• **Problem requirements**
Although the records contain pictures, only their text should be reproduced, exactly as written.

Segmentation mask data
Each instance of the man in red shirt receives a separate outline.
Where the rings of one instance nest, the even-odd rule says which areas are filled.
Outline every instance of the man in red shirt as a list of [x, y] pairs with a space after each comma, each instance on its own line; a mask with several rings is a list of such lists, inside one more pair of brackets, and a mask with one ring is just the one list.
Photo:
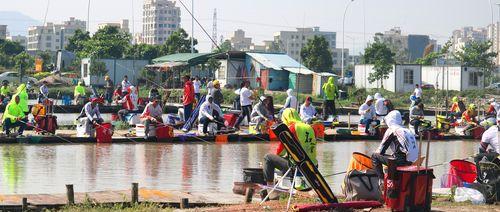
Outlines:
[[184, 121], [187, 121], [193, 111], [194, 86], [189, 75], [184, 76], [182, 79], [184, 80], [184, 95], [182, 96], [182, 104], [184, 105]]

• **Expected answer**
Each instance of the man in red shirt receives a separate outline.
Where the rings of one instance nest, the even-odd rule says which areas are filled.
Outline every instance of the man in red shirt as a list of [x, y] pairs with a space after each comma, each instance on its own line; a mask with several rings is a list of such lists, inside one more pair of brackets, and a mask with one ring is just the one list.
Photo:
Outlines:
[[184, 121], [187, 121], [193, 111], [194, 86], [189, 75], [184, 76], [182, 79], [184, 80], [184, 95], [182, 96], [182, 104], [184, 105]]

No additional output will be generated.